• **WORK TO COMPLETE**: Reproduce every entry below precisely. Pictures are excluded from the copy.

• **INPUT FOR THIS TASK**:

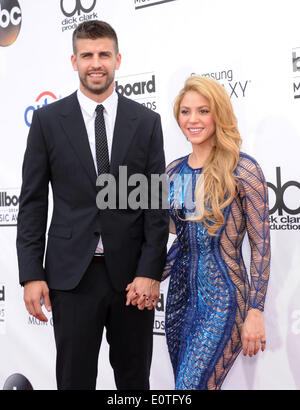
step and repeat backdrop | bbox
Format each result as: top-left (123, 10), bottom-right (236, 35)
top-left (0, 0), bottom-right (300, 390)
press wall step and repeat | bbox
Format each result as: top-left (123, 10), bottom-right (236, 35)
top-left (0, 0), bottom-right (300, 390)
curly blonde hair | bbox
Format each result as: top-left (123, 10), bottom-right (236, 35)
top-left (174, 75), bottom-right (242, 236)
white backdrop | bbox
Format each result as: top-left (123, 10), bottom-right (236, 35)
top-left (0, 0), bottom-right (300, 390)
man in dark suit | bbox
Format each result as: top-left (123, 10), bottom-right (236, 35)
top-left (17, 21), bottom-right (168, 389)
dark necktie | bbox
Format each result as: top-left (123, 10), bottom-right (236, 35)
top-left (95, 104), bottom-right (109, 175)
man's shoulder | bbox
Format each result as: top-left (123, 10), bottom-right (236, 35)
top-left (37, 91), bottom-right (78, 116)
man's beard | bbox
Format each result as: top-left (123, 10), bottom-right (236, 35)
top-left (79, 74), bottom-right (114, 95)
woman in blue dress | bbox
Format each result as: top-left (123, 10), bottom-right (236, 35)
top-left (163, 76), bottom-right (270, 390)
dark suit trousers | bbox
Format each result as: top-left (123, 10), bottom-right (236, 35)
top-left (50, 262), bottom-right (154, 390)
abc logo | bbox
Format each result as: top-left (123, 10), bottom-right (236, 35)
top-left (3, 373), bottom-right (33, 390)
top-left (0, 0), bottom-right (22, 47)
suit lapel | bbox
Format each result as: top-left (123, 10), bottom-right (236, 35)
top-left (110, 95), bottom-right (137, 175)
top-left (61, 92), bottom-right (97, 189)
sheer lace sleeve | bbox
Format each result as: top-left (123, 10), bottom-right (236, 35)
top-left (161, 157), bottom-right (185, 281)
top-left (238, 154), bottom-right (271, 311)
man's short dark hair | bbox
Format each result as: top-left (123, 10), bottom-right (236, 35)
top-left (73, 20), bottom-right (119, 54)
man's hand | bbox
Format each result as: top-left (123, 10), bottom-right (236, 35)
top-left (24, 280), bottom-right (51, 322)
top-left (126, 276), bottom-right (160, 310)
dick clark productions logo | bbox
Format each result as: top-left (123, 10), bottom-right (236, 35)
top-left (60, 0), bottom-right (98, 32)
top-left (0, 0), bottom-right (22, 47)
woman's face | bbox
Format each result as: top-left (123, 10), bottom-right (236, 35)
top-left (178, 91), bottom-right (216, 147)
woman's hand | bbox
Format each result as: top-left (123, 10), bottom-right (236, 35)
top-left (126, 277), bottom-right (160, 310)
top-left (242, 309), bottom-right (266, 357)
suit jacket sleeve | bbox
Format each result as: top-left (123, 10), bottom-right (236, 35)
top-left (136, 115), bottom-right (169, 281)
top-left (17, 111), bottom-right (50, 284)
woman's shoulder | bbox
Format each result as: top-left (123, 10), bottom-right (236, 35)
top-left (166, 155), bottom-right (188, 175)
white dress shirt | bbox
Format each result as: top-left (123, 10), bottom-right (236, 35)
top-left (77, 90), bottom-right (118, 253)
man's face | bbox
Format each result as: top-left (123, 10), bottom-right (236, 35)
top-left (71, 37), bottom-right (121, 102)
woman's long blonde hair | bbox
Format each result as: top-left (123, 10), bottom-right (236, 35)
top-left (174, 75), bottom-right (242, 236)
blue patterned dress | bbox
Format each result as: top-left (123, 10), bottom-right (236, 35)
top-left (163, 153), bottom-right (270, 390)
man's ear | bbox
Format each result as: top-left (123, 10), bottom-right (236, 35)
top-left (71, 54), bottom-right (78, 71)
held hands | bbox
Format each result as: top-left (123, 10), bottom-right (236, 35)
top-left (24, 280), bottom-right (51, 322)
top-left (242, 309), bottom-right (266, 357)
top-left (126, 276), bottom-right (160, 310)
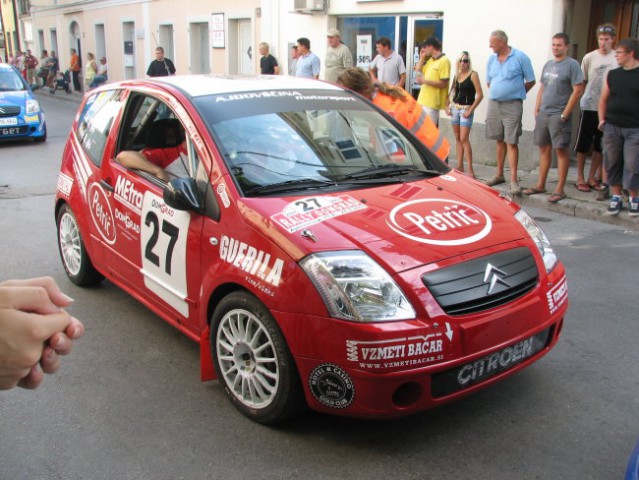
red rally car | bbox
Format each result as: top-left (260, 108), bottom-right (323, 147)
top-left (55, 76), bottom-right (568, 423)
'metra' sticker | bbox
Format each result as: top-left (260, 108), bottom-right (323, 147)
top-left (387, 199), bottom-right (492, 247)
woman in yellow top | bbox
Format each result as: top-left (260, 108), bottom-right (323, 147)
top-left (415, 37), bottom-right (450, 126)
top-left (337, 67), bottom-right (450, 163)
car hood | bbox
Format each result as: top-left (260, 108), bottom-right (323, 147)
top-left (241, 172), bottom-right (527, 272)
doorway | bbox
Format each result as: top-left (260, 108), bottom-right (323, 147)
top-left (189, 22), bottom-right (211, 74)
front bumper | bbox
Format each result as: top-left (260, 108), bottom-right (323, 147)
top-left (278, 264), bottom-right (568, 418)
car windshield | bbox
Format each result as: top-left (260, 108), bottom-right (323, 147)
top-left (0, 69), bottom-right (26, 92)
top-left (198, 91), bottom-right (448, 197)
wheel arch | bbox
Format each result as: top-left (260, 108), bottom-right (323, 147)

• **RESPONSE TO THIS EXERCISE**:
step and repeat backdrop | bbox
Format each result as: top-left (123, 10), bottom-right (236, 35)
top-left (0, 0), bottom-right (300, 390)
press wall step and repeat | bbox
Format each result as: top-left (123, 10), bottom-right (236, 35)
top-left (0, 0), bottom-right (300, 390)
curly blonde hair | bbox
Format each result as: top-left (123, 10), bottom-right (236, 35)
top-left (174, 75), bottom-right (242, 236)
white backdrop | bbox
Format each result as: top-left (123, 10), bottom-right (236, 35)
top-left (0, 0), bottom-right (300, 390)
man in dark suit | bbox
Format each result as: top-left (123, 10), bottom-right (236, 35)
top-left (17, 21), bottom-right (168, 389)
dark necktie | bbox
Format each result as: top-left (123, 10), bottom-right (236, 35)
top-left (95, 104), bottom-right (109, 175)
man's shoulder | bbox
Format each result as: top-left (123, 10), bottom-right (236, 35)
top-left (37, 91), bottom-right (78, 116)
man's beard | bbox
Format each result as: top-left (123, 10), bottom-right (236, 35)
top-left (79, 74), bottom-right (114, 95)
woman in blue dress | bbox
Format each result as: top-left (123, 10), bottom-right (236, 35)
top-left (163, 76), bottom-right (270, 390)
dark suit trousers | bbox
Format each result as: top-left (123, 10), bottom-right (236, 35)
top-left (50, 262), bottom-right (154, 390)
abc logo | bbox
Format each result as: top-left (123, 10), bottom-right (236, 35)
top-left (3, 373), bottom-right (33, 390)
top-left (0, 0), bottom-right (22, 47)
suit lapel | bbox
Format each result as: top-left (123, 10), bottom-right (236, 35)
top-left (110, 95), bottom-right (137, 175)
top-left (61, 92), bottom-right (97, 189)
sheer lace sleeve | bbox
Format each result as: top-left (123, 10), bottom-right (236, 35)
top-left (161, 157), bottom-right (185, 281)
top-left (238, 154), bottom-right (271, 311)
man's short dark hair | bbox
Format each result as: top-left (123, 10), bottom-right (236, 35)
top-left (73, 20), bottom-right (119, 54)
man's hand | bbox
Format each result as: top-left (123, 10), bottom-right (236, 35)
top-left (24, 280), bottom-right (51, 322)
top-left (126, 276), bottom-right (160, 310)
dick clark productions logo | bbox
Format each result as: top-left (123, 10), bottom-right (236, 35)
top-left (60, 0), bottom-right (98, 32)
top-left (0, 0), bottom-right (22, 47)
woman's face | bbox
Format each result as: top-left (123, 10), bottom-right (236, 35)
top-left (178, 91), bottom-right (216, 147)
woman's hand | bbox
Format each result as: top-left (123, 10), bottom-right (236, 35)
top-left (126, 277), bottom-right (160, 310)
top-left (242, 309), bottom-right (266, 357)
suit jacket sleeve | bbox
Format each result as: top-left (123, 10), bottom-right (236, 35)
top-left (136, 115), bottom-right (169, 281)
top-left (17, 111), bottom-right (50, 284)
woman's shoulder | bbox
Format each result as: top-left (123, 10), bottom-right (236, 35)
top-left (166, 155), bottom-right (188, 175)
white dress shirt | bbox
Format each result as: top-left (123, 10), bottom-right (236, 35)
top-left (77, 90), bottom-right (118, 253)
man's face | bbox
Format each result as: top-left (123, 10), bottom-right (236, 35)
top-left (71, 37), bottom-right (121, 102)
woman's long blonde hair | bbox
Format each result as: top-left (123, 10), bottom-right (236, 35)
top-left (174, 75), bottom-right (242, 236)
blue patterned dress | bbox
Format each result as: top-left (123, 10), bottom-right (236, 35)
top-left (163, 153), bottom-right (270, 390)
man's ear | bbox
Format each result as: top-left (123, 10), bottom-right (236, 35)
top-left (71, 54), bottom-right (78, 71)
held hands | bbox
Format each result as: top-left (123, 10), bottom-right (236, 35)
top-left (24, 280), bottom-right (51, 322)
top-left (242, 309), bottom-right (266, 357)
top-left (126, 276), bottom-right (160, 310)
red rally car | bbox
Format each result as: top-left (260, 108), bottom-right (323, 147)
top-left (55, 76), bottom-right (568, 423)
'metra' sticker | bbox
Format each result as: top-left (260, 108), bottom-right (323, 147)
top-left (387, 199), bottom-right (492, 247)
woman in yellow top | bbox
Format each result as: top-left (260, 108), bottom-right (323, 147)
top-left (415, 37), bottom-right (450, 126)
top-left (337, 67), bottom-right (450, 163)
car hood | bbox
Format each result as: top-left (260, 108), bottom-right (323, 147)
top-left (241, 172), bottom-right (527, 272)
doorway | bbox
Format each result as: top-left (260, 108), bottom-right (323, 147)
top-left (189, 22), bottom-right (211, 74)
front bumper | bbox
Format each result as: top-left (260, 108), bottom-right (323, 147)
top-left (278, 264), bottom-right (568, 418)
car windshield | bbox
Format each result as: top-left (260, 108), bottom-right (323, 147)
top-left (0, 69), bottom-right (26, 92)
top-left (198, 91), bottom-right (448, 197)
wheel arch | bbox
Format each result as: top-left (260, 108), bottom-right (323, 147)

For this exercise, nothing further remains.